**Quoted passage**
'''

# Here's Timmy!



## Marty (Sep 3, 2007)

Timmy got a bath today so figured I'd take his picture before he rolled.

He's all "big" and all grown up now........so he thinks.........he's two and still

a hillarous little dude, full of that snort and blow stuff

I have no idea why he stands himself like this but it's his idea, not mine.

I forgot to measure him but I think he hasn't hit 32"

He's still wet in these pictures, sorry about the wet look












I'm adding these also. We just took these all today


----------



## twister (Sep 3, 2007)

:aktion033: Marty he is beautiful and he has such a kind eye, I love him :bgrin

Yvonne


----------



## George (Sep 3, 2007)

I love picture #1! He's beautiful.


----------



## Dona (Sep 3, 2007)

Marty......Timmy has grown into quite a handsome little man!



: And I think his photos look just perfect the way they are!



:


----------



## eagles ring farm (Sep 3, 2007)

handsome guy



: you got there Marty


----------



## love_casper (Sep 4, 2007)

TIMMY!!!!!!!! :cheeky-smiley-006:

aww he's looking very handsome!



:

I absolutely love that first picture. I like the wet look too.



:


----------



## drivin*me*buggy (Sep 4, 2007)

'''

**Exercise goal**
Pick up the forum thread about Timmy at its final line and keep writing it. The rows that come next are from a different source than the thread.

**Information provided**
'''

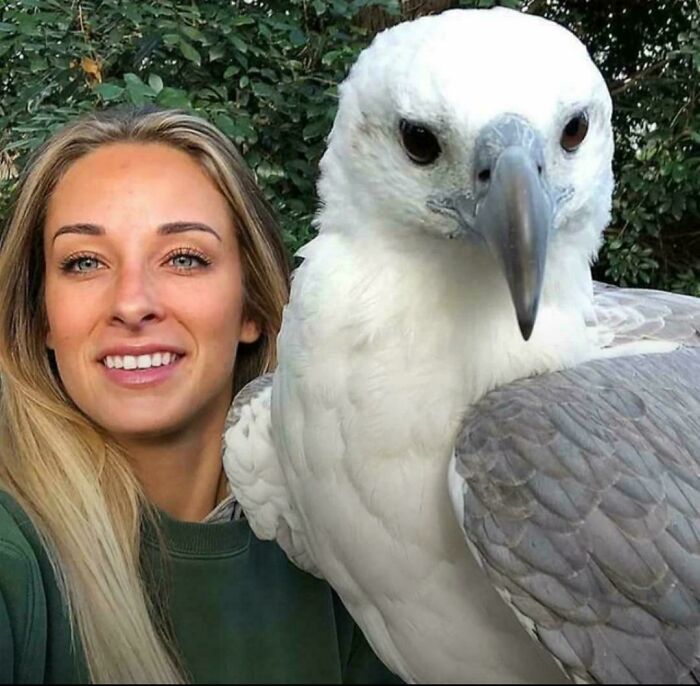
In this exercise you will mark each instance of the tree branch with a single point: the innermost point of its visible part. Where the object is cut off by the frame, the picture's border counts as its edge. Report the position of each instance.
(534, 6)
(623, 86)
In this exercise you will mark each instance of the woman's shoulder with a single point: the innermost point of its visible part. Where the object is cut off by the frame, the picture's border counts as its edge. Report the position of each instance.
(22, 601)
(18, 537)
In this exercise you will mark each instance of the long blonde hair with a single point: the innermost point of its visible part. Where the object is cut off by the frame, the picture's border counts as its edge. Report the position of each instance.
(73, 481)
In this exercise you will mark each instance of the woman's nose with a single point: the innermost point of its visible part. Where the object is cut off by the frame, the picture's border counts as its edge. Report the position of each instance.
(136, 299)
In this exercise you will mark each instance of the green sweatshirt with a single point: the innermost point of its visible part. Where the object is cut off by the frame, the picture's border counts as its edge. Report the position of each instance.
(240, 611)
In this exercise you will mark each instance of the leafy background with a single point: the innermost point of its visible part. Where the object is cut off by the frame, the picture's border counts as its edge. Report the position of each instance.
(266, 72)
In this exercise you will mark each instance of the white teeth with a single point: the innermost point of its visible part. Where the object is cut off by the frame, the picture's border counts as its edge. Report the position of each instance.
(140, 361)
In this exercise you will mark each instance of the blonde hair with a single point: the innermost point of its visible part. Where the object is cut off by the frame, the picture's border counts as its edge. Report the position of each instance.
(73, 481)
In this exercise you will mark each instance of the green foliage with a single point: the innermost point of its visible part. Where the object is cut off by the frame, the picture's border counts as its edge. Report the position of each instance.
(266, 73)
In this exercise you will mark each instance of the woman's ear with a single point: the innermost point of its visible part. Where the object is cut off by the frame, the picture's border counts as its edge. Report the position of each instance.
(250, 331)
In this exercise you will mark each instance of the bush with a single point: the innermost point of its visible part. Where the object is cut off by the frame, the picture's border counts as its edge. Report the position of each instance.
(266, 73)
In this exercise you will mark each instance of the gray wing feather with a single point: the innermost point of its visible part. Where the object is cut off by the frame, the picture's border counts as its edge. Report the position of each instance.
(630, 315)
(581, 499)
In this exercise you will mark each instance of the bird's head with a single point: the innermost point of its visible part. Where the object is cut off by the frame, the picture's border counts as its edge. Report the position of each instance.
(485, 126)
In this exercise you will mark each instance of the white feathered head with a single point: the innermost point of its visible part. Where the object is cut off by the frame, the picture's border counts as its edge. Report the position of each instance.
(490, 126)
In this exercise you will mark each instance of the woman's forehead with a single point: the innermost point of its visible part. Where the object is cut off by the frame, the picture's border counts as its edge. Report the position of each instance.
(136, 182)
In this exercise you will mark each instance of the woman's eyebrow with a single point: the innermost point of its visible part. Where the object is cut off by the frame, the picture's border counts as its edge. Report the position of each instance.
(163, 229)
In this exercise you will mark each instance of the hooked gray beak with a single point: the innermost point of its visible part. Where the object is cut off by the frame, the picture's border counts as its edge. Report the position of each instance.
(515, 219)
(511, 210)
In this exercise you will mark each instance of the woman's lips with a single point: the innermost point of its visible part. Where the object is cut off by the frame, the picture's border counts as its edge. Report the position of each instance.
(140, 378)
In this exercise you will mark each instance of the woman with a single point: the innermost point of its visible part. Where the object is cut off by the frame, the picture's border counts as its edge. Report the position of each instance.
(142, 282)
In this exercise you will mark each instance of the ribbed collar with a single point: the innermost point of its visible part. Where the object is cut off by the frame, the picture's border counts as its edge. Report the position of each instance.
(197, 539)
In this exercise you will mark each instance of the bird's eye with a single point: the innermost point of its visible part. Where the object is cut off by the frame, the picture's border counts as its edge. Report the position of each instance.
(420, 143)
(575, 132)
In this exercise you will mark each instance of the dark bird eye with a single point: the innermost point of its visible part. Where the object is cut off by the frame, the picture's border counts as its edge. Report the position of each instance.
(575, 132)
(420, 143)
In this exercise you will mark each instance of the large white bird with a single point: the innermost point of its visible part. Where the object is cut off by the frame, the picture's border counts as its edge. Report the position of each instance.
(464, 192)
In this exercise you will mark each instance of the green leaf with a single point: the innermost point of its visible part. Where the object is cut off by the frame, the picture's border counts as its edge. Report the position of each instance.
(193, 34)
(174, 97)
(190, 53)
(108, 91)
(242, 20)
(156, 83)
(239, 44)
(315, 129)
(216, 53)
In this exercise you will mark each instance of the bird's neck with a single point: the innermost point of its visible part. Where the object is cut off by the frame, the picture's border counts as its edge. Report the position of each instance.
(445, 305)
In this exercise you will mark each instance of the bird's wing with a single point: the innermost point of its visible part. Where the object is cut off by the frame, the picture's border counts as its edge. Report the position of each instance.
(252, 466)
(579, 494)
(628, 315)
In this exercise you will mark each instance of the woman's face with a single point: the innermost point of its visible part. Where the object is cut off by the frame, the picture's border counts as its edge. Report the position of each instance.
(144, 291)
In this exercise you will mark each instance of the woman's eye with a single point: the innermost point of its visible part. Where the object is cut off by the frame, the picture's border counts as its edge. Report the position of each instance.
(187, 260)
(80, 264)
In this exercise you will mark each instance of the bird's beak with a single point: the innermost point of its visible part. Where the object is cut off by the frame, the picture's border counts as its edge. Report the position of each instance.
(515, 219)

'''

**Result for this task**
:



: OMGosh, Timmy is soooo handsome



:



:

Ashley


----------



## PaintNminis (Sep 4, 2007)

Ohh Very Nice Timmy's a Gelding?

I like the First Pic JMO


----------



## Shari (Sep 4, 2007)

He is just showing off Marty!! He is growing up to a very handsome boy!


----------



## mydaddysjag (Sep 5, 2007)

Dont you HATE when they look all grown up. Midas is a yearling, and looks like an adult now, and it breaks my heart that he behaves and looks so grown up.. My little man is growing up too fast.


----------



## RobinRTrueJoy (Sep 6, 2007)

Marty, Timmy is so handsome. You must be so proud, you have really beautiful horses!

Robin


----------



## The Dynamic Duo (Sep 6, 2007)

Aw man were is that drool smiley when you need it?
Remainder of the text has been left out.